# INSTRUCTION 1
Show each line of the records below that contains the word "mountain".

# SELECTED PASSAGE
___
Other than the last one, which looks like replacing running and jumping in the gym or playing field with sitting at a desk studying human anatomy, the others appear to be the same as before, but with the word “understanding” plopped in front. If that is all it is, why worry? However, if that is all it is, why bother changing the legislation and have two reports—the interim and the final Rose reports—on the primary curriculum?
When I asked Jim Rose what the difference was between “mathematics”, as currently written in the legislation, and “mathematical understanding” in clause 10, his response was
“I am not sure that it is anything different from what we have now.”——[Official Report, Children, Schools and Families Public Bill Committee, 21 January 2010; c. 82, Q1.]
It does mean something different, or why else go to all the bother? Jim Rose’s interim report was greeted with howls of derision and criticism, because it revealed too openly the aim of moving from discrete subjects to the cross-curricular teaching methods of the 1960s. That was odd because Jim Rose is one of the so-called three wise men who, in 1992, conducted a government inquiry into low reading standards. Their report explicitly criticised progressive teaching methods:
“Over the last few decades the progress of primary pupils has been hampered by the influence of highly questionable dogmas which have led to excessively complex classroom practices and devalued the place of subjects in the curriculum”—
Jim Rose, Chris Woodhead and Professor Alexander said in 1992 that the place of subjects in the curriculum had been devalued.
More importantly, the clause takes primary education towards an outcome-based education system—known as OBE for short, in the jargon. The OBE approach has been defined by many educationists, pro and anti, but it is best summed up in Kevin Donnelly’s book—which cites the South Australian framework, which adopted OBE—as
“understandings, dispositions and capabilities which are developed through the Learning Areas and form an integral part of children’s and students’ learning from birth to Year 12 and beyond... These understandings, capabilities and dispositions are personal and intellectual qualities, not bodies of knowledge”—
that is the issue at stake.
___
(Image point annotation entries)
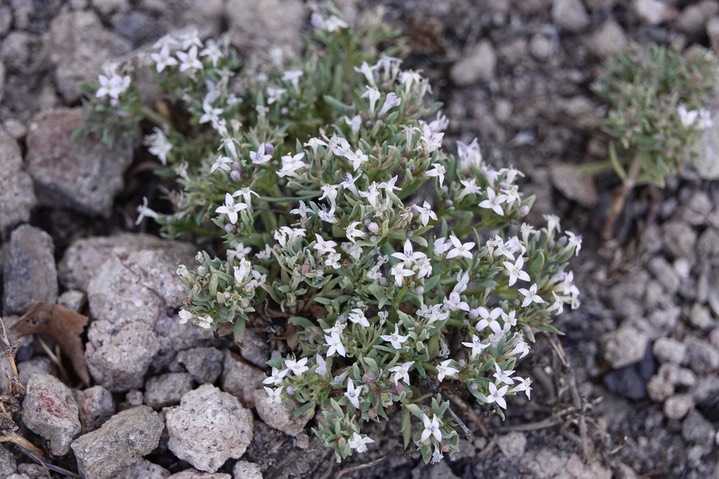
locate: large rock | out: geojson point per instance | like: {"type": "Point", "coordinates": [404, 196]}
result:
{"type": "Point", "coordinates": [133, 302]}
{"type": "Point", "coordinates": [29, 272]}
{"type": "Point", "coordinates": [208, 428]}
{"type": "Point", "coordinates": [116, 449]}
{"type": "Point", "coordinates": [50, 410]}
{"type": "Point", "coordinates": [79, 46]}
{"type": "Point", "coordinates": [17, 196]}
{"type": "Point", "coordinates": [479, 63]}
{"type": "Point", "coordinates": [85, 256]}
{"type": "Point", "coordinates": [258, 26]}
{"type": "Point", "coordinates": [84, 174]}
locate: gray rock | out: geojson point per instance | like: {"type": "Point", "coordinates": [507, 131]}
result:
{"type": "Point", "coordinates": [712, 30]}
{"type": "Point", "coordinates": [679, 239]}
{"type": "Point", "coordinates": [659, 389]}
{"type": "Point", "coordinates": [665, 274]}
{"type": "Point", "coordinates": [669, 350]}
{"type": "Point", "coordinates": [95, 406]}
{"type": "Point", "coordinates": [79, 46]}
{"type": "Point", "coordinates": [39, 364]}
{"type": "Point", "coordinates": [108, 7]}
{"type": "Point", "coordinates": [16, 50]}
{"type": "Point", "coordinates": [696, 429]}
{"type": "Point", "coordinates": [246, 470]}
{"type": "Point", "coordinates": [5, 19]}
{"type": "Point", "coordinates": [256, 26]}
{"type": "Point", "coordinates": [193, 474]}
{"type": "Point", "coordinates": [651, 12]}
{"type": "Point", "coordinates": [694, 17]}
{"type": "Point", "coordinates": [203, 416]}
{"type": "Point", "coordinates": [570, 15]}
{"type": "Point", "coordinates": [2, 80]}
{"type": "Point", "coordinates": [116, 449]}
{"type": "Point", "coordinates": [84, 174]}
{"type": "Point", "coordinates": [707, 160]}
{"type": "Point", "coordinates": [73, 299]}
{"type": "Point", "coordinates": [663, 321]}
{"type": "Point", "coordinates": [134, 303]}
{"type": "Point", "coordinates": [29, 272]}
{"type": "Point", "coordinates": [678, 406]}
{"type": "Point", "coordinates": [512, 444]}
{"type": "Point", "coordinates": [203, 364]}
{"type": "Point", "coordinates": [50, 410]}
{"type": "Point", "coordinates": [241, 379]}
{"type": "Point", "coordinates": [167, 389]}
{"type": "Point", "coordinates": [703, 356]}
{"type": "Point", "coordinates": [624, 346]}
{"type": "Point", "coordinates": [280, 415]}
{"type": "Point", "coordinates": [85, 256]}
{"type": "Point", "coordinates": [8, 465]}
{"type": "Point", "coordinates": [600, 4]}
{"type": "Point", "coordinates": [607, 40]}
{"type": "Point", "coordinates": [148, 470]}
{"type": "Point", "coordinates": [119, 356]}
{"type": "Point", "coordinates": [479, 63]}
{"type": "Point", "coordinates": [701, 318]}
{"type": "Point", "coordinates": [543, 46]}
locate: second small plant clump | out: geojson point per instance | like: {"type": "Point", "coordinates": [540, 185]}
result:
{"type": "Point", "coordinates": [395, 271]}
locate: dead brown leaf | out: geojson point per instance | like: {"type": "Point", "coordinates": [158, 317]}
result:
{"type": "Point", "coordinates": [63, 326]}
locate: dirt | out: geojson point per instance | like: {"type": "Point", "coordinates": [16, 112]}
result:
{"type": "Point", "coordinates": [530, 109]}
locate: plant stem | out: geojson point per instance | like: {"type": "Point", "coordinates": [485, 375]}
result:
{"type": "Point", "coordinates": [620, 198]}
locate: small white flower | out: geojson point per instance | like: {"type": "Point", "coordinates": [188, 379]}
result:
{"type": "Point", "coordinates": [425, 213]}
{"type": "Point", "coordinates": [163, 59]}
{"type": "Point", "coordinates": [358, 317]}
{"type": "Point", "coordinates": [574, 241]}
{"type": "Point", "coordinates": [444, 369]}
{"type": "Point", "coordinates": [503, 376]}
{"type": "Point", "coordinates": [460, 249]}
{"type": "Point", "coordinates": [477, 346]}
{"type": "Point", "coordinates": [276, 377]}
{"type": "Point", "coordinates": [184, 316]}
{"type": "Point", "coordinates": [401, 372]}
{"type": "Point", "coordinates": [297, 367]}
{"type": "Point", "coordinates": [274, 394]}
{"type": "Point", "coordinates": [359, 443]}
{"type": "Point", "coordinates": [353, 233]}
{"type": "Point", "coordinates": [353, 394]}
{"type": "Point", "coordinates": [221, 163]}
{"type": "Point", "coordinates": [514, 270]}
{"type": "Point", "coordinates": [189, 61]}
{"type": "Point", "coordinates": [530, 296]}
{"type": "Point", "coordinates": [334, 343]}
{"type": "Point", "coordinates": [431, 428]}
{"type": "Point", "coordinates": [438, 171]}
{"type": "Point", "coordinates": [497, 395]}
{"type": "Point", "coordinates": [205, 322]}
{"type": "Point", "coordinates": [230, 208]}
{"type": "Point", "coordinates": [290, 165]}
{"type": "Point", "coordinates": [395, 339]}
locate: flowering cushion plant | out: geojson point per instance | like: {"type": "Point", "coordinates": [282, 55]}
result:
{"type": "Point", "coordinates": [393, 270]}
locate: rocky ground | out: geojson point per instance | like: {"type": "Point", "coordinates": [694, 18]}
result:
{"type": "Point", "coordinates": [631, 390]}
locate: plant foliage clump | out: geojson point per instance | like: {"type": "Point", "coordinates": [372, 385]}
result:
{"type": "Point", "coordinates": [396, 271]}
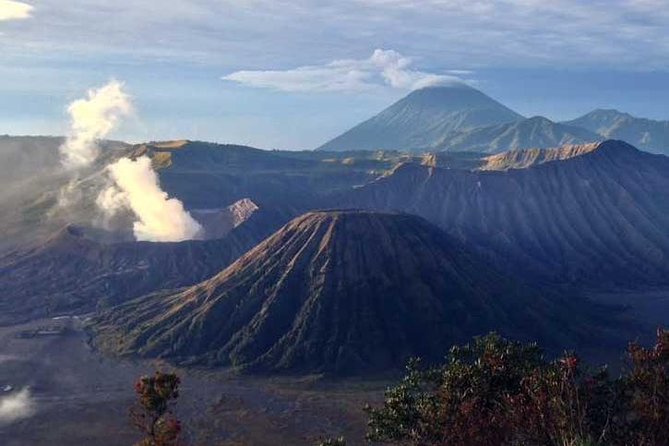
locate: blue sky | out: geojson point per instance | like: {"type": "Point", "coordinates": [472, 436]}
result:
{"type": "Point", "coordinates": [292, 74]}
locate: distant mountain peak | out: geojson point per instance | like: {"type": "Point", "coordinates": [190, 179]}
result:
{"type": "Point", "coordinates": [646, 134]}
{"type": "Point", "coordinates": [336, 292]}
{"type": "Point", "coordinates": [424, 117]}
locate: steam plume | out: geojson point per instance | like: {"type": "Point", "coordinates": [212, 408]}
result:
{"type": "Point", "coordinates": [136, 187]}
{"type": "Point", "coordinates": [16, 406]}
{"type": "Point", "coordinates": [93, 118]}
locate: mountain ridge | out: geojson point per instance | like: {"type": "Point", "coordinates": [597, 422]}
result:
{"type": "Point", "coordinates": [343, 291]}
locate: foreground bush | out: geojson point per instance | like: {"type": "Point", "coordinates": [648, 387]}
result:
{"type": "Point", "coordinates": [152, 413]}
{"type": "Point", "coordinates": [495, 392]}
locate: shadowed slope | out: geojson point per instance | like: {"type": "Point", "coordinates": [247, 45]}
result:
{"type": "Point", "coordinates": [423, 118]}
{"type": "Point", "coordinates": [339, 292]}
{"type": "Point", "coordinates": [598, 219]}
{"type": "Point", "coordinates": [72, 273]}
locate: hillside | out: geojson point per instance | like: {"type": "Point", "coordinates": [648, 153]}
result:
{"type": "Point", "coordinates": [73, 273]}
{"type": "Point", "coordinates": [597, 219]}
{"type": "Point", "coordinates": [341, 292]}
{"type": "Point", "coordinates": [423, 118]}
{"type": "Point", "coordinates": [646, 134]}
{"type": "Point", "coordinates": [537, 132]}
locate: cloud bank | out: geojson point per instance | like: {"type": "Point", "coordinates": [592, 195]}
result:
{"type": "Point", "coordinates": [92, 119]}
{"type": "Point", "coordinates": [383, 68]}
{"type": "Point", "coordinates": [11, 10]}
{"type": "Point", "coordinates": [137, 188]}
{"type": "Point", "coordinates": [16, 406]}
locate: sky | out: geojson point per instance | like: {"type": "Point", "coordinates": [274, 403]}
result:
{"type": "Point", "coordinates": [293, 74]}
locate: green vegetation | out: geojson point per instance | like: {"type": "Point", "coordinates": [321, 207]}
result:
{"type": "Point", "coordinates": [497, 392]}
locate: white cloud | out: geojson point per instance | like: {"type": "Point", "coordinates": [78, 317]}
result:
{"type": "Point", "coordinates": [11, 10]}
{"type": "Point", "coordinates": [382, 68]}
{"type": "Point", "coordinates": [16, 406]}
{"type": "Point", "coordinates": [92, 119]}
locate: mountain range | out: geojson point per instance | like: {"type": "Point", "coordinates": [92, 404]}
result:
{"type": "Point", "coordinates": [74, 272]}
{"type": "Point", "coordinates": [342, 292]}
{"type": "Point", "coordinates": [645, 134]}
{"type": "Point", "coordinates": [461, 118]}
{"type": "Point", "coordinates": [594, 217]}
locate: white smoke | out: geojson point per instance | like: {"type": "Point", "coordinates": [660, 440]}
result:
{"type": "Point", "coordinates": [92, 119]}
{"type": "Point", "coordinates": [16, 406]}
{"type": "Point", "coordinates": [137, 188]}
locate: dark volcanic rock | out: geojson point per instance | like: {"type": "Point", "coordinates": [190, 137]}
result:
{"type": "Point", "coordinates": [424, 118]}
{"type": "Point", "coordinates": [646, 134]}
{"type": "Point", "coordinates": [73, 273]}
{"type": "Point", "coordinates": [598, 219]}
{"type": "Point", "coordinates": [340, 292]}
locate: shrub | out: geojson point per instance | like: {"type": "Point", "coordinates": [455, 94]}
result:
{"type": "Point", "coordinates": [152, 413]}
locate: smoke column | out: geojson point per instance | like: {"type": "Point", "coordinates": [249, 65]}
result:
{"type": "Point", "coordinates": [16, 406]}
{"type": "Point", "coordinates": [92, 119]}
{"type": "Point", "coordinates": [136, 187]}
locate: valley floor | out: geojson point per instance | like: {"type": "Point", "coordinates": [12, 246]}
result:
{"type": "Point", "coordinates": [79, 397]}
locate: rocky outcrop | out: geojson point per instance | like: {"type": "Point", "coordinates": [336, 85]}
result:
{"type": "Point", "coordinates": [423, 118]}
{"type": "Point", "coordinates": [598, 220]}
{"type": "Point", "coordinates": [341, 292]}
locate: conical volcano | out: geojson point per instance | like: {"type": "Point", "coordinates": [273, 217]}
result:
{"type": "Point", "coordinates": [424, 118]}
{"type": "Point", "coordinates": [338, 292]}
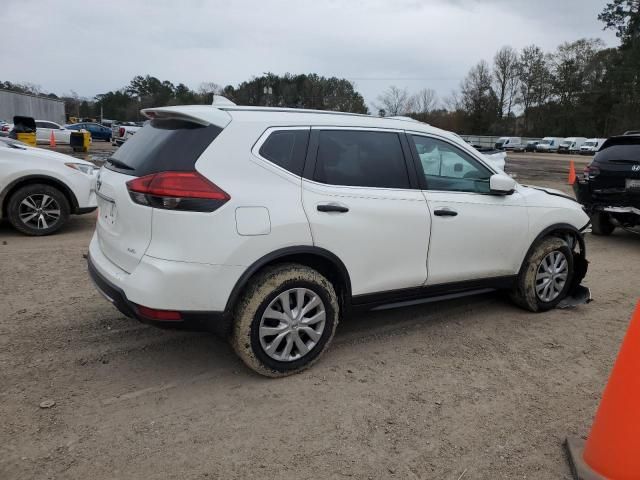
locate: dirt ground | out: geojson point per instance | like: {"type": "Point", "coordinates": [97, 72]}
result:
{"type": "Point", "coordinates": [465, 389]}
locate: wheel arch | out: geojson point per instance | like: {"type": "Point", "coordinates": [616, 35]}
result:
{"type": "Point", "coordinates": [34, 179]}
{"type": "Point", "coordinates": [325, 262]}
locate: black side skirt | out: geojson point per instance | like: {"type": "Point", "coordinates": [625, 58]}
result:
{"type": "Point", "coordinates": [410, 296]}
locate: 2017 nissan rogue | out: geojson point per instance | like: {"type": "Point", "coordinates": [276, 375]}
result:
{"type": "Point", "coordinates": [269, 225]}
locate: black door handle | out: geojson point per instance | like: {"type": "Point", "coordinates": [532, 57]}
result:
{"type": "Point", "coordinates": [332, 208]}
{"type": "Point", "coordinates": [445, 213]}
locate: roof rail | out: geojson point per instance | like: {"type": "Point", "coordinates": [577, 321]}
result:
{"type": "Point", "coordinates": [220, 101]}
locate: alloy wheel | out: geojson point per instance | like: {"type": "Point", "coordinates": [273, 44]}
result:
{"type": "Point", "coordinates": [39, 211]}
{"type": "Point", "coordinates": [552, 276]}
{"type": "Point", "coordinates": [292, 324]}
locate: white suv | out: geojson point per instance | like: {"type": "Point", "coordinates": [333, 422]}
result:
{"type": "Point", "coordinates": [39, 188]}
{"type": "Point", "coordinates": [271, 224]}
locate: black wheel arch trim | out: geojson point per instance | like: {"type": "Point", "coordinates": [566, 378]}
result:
___
# INSTRUCTION 2
Repeat the part of the curriculum debate above between "More importantly, the" and "issue at stake.", inclusive.

# FINAL ANSWER 1
locate: distant mountain peak | out: geojson point per instance | like: {"type": "Point", "coordinates": [190, 179]}
locate: mountain ridge | out: geojson point per instance | like: {"type": "Point", "coordinates": [597, 422]}
locate: mountain range | out: geojson point per instance | like: {"type": "Point", "coordinates": [92, 404]}

# FINAL ANSWER 2
More importantly, the clause takes primary education towards an outcome-based education system—known as OBE for short, in the jargon. The OBE approach has been defined by many educationists, pro and anti, but it is best summed up in Kevin Donnelly’s book—which cites the South Australian framework, which adopted OBE—as
“understandings, dispositions and capabilities which are developed through the Learning Areas and form an integral part of children’s and students’ learning from birth to Year 12 and beyond... These understandings, capabilities and dispositions are personal and intellectual qualities, not bodies of knowledge”—
that is the issue at stake.